**WORK TO COMPLETE**. Locate each line of the material that contains "below", then return it.

**THE INPUT**.
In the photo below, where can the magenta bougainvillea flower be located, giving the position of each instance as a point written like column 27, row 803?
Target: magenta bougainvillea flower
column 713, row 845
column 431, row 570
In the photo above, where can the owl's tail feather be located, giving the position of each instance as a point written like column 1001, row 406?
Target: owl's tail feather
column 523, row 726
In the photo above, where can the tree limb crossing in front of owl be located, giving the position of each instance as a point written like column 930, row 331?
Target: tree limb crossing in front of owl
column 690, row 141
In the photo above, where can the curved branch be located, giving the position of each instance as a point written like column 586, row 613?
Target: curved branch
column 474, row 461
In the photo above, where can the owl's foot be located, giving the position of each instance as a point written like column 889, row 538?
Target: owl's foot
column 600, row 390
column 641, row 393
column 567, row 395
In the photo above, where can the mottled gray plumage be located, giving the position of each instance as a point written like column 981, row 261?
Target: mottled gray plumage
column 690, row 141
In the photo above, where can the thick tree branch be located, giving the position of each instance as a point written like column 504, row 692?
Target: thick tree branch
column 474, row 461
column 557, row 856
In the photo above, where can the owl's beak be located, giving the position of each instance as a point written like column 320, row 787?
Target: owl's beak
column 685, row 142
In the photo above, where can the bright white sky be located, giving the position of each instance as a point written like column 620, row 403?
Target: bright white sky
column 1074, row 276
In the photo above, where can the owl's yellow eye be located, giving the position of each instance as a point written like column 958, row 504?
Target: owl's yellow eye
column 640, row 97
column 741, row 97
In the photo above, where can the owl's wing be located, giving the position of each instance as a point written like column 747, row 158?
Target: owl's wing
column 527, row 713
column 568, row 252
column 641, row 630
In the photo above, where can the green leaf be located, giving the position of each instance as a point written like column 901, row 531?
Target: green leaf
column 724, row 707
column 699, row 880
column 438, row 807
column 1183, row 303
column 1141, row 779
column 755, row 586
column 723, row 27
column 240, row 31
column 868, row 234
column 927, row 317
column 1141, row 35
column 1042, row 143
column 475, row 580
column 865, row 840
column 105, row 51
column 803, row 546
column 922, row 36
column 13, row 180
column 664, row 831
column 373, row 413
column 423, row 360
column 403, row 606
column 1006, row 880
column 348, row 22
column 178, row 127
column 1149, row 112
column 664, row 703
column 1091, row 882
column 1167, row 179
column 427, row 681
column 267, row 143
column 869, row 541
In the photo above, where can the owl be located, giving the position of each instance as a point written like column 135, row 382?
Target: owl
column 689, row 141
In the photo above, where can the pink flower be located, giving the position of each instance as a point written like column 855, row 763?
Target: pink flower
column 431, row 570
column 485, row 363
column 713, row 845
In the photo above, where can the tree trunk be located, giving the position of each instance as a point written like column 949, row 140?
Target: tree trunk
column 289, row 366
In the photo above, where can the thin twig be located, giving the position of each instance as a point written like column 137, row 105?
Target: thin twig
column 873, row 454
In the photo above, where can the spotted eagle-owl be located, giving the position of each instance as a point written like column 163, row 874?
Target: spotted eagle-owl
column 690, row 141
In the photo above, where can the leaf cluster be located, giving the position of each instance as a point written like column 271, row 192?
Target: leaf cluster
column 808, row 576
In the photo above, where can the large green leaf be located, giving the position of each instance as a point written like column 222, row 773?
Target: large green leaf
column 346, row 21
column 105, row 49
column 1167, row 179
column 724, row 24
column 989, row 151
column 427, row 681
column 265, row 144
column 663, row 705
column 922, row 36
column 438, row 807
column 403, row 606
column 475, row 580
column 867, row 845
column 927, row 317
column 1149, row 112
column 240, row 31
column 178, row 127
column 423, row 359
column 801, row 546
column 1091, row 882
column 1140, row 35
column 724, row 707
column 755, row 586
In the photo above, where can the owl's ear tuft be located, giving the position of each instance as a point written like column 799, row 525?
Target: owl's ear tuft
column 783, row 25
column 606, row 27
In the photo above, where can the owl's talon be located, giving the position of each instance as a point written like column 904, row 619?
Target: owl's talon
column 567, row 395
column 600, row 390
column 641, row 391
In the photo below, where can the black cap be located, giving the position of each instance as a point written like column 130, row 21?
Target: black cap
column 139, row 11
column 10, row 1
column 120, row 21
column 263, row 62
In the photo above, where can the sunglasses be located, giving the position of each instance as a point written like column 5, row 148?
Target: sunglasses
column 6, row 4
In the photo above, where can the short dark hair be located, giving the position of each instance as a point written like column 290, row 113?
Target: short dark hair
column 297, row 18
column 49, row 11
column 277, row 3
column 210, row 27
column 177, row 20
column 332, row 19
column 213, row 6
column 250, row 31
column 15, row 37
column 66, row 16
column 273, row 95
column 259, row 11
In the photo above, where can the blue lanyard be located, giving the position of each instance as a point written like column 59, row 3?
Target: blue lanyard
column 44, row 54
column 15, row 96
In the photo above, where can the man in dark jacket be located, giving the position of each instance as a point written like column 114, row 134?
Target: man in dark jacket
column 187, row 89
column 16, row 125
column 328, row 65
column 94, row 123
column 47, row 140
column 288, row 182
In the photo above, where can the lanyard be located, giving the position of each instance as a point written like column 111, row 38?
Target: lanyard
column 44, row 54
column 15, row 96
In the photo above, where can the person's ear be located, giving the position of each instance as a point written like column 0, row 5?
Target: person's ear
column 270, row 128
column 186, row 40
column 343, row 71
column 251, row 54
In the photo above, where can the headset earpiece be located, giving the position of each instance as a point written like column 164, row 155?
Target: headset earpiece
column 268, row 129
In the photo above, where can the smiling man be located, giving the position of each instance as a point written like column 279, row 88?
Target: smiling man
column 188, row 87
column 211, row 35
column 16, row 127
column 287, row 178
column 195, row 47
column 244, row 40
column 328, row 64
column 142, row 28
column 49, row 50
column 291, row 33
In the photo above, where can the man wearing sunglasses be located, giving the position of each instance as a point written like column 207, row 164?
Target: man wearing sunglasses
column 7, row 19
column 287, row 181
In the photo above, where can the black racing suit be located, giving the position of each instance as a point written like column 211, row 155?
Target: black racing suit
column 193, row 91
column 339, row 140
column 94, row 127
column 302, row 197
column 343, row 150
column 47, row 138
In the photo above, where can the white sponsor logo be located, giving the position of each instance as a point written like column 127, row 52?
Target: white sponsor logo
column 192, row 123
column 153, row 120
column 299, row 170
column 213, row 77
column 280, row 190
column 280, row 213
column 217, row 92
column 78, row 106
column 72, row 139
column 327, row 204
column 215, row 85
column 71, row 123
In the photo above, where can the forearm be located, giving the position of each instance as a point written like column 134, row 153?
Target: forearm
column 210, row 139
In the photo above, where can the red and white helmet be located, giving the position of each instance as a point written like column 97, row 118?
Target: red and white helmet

**RESULT OF THIS EXERCISE**.
In the photo below, where can the magenta bougainvillea flower be located, giving the position of each instance as a point written like column 27, row 803?
In the photo below, where can the black cap be located, giving the position of each instance as a point written like column 130, row 21?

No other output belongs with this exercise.